# CONSIGNES
Reprenez les données, demandes comprises, du début jusqu'à la ligne contenant « x=537, y=82 » incluse, en décalant de 98 chaque coordonnée des réponses, sans toucher aux demandes ni aux coordonnées qu'elles donnent en exemple. Laissez les images hors de votre réponse.

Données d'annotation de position
:::::
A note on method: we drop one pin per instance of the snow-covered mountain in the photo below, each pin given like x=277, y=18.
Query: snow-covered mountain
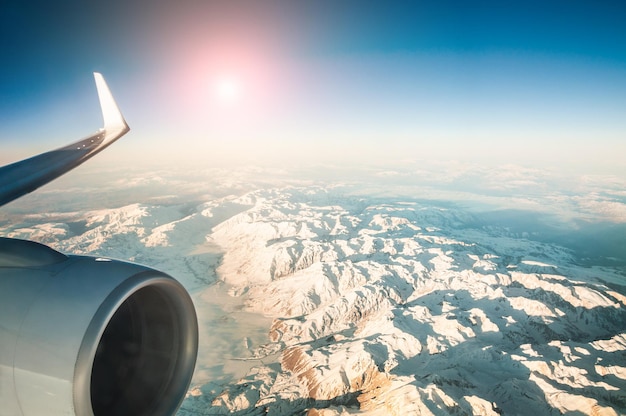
x=372, y=305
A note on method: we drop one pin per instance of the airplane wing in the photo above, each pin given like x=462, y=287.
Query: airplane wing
x=23, y=177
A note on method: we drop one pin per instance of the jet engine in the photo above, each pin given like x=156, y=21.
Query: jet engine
x=91, y=336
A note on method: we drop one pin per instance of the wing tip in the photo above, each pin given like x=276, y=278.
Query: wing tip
x=111, y=114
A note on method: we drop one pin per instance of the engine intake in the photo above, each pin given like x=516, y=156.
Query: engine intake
x=92, y=336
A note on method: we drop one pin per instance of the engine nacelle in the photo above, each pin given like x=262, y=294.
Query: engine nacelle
x=91, y=336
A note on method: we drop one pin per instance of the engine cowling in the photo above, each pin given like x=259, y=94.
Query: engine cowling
x=91, y=336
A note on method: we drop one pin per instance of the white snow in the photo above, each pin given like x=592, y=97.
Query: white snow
x=342, y=305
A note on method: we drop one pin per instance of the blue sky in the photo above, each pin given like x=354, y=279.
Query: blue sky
x=537, y=82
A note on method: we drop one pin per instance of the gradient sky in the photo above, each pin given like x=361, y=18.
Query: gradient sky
x=540, y=82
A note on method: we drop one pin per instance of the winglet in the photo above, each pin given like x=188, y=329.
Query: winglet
x=113, y=119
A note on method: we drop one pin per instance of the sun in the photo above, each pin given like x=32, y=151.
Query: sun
x=227, y=90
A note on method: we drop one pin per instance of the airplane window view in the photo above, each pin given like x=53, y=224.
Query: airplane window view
x=319, y=208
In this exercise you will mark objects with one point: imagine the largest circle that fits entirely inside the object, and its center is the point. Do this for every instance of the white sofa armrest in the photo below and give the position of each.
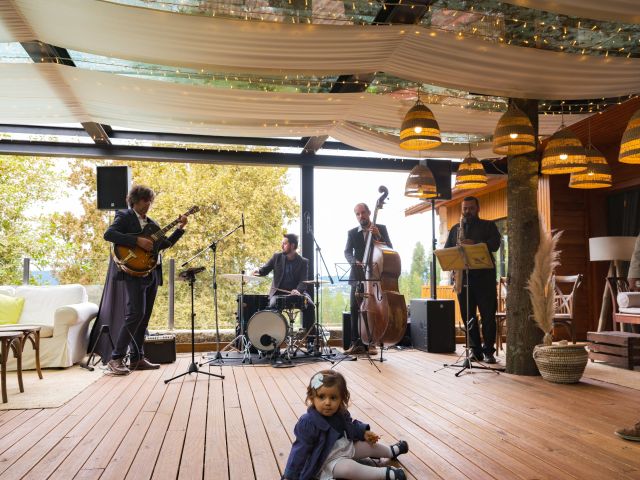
(70, 315)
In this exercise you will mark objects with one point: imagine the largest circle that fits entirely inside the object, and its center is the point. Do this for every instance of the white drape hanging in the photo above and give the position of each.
(410, 52)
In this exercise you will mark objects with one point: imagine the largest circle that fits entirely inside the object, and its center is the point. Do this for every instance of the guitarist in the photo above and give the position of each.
(140, 292)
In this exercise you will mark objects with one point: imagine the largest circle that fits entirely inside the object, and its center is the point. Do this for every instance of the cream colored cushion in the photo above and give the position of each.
(42, 302)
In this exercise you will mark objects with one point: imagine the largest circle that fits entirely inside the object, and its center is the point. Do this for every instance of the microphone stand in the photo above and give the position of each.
(214, 248)
(319, 330)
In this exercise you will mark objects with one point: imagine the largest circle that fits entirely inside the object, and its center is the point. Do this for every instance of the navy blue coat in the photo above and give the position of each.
(314, 440)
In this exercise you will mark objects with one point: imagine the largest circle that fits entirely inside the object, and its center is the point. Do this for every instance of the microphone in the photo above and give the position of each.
(267, 339)
(307, 218)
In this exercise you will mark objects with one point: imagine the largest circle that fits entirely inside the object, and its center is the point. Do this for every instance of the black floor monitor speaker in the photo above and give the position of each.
(112, 187)
(433, 325)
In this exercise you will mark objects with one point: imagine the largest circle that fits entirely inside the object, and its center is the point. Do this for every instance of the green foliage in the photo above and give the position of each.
(25, 185)
(223, 193)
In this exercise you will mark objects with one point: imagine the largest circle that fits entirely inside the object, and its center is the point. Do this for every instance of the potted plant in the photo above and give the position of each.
(562, 362)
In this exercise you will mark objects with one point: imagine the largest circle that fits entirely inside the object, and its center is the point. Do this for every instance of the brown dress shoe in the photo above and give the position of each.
(117, 366)
(143, 364)
(631, 433)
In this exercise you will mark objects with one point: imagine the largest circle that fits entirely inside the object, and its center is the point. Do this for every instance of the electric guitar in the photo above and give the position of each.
(137, 261)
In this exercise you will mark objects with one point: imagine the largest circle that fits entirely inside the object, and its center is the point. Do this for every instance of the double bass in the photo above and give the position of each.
(383, 310)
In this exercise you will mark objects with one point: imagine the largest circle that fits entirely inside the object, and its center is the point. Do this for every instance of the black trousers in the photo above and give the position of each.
(141, 294)
(482, 296)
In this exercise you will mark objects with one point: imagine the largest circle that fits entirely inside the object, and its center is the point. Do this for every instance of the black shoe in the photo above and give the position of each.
(399, 448)
(398, 474)
(490, 358)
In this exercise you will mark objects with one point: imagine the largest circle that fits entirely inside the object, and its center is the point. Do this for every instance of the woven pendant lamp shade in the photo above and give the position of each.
(420, 130)
(471, 174)
(564, 154)
(420, 183)
(514, 133)
(597, 174)
(630, 145)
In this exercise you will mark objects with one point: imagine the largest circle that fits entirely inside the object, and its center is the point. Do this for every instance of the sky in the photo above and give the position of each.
(336, 194)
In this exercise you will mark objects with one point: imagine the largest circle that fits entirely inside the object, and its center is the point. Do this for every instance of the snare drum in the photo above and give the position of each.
(265, 326)
(291, 302)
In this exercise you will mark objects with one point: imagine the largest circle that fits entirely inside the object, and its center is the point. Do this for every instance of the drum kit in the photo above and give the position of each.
(270, 330)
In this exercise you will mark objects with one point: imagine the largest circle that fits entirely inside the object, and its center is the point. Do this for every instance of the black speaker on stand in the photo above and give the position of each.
(112, 186)
(433, 325)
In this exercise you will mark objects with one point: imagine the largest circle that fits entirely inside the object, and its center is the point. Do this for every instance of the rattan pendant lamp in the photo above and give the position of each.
(630, 145)
(419, 130)
(471, 173)
(598, 172)
(564, 152)
(420, 183)
(514, 134)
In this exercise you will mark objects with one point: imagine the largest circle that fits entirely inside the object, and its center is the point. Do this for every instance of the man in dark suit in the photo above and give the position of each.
(482, 282)
(140, 292)
(290, 270)
(354, 253)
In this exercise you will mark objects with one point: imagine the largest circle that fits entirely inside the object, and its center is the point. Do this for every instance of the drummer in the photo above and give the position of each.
(290, 270)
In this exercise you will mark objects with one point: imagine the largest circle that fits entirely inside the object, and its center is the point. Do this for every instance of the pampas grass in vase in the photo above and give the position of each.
(541, 285)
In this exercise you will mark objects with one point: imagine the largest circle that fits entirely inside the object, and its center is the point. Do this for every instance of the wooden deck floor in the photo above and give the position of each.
(478, 426)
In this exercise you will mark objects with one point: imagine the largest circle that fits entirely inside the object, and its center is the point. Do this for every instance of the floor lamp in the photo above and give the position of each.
(614, 250)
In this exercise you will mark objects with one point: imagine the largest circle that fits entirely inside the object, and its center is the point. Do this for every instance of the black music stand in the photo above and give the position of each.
(466, 258)
(189, 275)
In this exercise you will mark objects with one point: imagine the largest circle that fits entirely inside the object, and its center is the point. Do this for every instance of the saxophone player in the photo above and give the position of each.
(481, 283)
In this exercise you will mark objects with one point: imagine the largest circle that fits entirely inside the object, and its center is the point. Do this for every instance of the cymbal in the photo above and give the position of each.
(239, 276)
(315, 282)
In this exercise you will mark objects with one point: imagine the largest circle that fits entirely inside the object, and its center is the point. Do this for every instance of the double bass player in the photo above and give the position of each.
(354, 253)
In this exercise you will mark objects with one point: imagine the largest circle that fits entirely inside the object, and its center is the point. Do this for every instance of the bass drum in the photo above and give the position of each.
(265, 326)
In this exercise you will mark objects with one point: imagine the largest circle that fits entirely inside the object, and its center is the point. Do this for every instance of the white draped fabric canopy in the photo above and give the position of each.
(52, 93)
(407, 51)
(625, 11)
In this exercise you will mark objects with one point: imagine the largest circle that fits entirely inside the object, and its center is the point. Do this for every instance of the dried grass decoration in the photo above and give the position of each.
(541, 286)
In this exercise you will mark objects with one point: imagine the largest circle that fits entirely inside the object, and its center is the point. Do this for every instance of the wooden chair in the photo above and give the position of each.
(501, 313)
(566, 287)
(617, 285)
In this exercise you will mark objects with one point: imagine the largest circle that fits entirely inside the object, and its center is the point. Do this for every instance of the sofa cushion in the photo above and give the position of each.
(10, 309)
(6, 290)
(41, 302)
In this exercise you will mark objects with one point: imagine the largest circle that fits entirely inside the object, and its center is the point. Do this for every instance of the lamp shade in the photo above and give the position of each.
(564, 154)
(420, 130)
(471, 174)
(611, 248)
(421, 183)
(514, 134)
(597, 174)
(630, 145)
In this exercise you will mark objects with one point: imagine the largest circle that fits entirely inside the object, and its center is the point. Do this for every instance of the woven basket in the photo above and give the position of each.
(561, 363)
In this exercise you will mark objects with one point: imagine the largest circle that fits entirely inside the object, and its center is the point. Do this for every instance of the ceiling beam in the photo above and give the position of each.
(219, 157)
(407, 12)
(41, 52)
(161, 137)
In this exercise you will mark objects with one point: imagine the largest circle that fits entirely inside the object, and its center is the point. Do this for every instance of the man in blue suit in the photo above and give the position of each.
(140, 292)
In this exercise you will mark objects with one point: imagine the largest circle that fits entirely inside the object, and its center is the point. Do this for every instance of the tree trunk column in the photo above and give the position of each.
(523, 231)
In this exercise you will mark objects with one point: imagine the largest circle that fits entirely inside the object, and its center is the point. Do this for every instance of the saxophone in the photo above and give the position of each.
(458, 274)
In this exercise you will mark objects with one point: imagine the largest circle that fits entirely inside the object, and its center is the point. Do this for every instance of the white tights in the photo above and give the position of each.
(349, 468)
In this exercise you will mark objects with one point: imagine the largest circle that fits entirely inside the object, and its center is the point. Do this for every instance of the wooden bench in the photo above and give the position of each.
(618, 348)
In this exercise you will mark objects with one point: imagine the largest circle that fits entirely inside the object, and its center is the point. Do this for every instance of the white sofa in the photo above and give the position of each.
(64, 314)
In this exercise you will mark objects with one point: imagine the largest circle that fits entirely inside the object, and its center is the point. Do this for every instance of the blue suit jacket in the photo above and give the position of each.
(124, 228)
(314, 440)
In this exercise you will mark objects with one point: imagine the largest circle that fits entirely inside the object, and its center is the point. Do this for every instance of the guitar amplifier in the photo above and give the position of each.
(160, 348)
(433, 325)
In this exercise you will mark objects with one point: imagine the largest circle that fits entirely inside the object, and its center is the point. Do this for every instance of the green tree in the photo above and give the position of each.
(26, 184)
(223, 193)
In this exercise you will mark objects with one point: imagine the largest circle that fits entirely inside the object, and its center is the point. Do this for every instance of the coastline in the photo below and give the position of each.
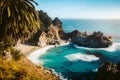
(34, 56)
(34, 52)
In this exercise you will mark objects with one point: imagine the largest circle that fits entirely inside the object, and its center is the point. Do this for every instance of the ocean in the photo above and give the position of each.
(72, 62)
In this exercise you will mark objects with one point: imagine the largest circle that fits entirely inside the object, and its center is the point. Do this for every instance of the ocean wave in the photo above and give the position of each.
(82, 57)
(34, 57)
(111, 48)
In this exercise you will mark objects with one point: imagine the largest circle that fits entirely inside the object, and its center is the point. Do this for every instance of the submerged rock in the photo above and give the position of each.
(95, 40)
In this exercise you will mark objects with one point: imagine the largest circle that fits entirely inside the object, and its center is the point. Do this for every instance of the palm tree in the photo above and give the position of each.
(18, 18)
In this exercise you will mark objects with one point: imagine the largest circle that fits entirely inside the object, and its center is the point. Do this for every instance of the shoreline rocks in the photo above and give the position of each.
(95, 40)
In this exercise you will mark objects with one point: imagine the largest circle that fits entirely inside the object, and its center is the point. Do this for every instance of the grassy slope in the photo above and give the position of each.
(23, 69)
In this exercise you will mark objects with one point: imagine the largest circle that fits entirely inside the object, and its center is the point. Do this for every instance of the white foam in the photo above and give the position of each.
(111, 48)
(34, 56)
(82, 57)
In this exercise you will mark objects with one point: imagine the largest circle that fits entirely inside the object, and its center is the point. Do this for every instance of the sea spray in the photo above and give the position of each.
(82, 57)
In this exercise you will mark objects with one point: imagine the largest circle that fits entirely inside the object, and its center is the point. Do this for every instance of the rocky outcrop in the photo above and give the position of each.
(108, 71)
(52, 36)
(95, 40)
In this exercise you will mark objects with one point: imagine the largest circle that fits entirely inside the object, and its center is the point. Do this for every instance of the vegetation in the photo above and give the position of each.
(18, 19)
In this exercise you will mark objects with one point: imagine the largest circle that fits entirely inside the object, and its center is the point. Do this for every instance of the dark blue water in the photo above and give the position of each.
(72, 62)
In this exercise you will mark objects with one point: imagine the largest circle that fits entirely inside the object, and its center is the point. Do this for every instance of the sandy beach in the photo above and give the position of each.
(34, 52)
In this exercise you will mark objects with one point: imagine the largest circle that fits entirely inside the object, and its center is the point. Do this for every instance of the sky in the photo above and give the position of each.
(81, 9)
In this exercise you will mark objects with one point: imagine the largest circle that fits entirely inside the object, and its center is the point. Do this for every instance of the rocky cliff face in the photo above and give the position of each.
(108, 71)
(95, 40)
(50, 37)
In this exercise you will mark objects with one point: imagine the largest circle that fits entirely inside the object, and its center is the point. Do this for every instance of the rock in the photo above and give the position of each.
(95, 40)
(108, 71)
(97, 54)
(52, 36)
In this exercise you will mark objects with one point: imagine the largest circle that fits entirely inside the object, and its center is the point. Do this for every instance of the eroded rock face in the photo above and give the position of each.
(95, 40)
(108, 71)
(50, 37)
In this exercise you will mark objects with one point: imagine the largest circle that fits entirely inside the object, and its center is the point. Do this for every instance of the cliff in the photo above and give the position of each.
(23, 69)
(48, 34)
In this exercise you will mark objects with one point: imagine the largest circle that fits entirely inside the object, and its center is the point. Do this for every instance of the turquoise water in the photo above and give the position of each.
(72, 62)
(110, 27)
:::::
# RÉSULTAT OBTENU
A note on method: we drop one pin per instance of the snow-covered mountain in the photo below, each pin given like x=277, y=18.
Query: snow-covered mountain
x=470, y=403
A note on method: we drop one pin per instance of the airplane wing in the photo above, each pin given like x=462, y=287.
Query: airplane wing
x=121, y=275
A note on method: we drop one pin per instance of the jet engine in the photo above, each pin given like x=156, y=21.
Query: jet engine
x=189, y=434
A note on method: we drop one pin per instance of the wing tip in the photo above, each pin given like x=276, y=278.
Query: wing tip
x=209, y=212
A note on method: we drop one pin per instance of the engine intake in the photo above, each pin given like x=516, y=156.
Query: engine intake
x=190, y=434
A note on method: we drop one pin per instance of the engine nacelle in the photo above, each pin given like x=262, y=294.
Query: engine nacelle
x=189, y=434
A note on method: we drop one pin per instance of the engine cowling in the photo above, each pin given like x=259, y=94.
Query: engine cowling
x=189, y=434
A note on method: we drop one pin per instance of the white snow in the photo above, each pin given like x=592, y=97.
Query: white snow
x=440, y=403
A note on method: we drop one pin per instance of the blue sky in the photo above, each pin given like x=354, y=279.
Query: blue sky
x=635, y=180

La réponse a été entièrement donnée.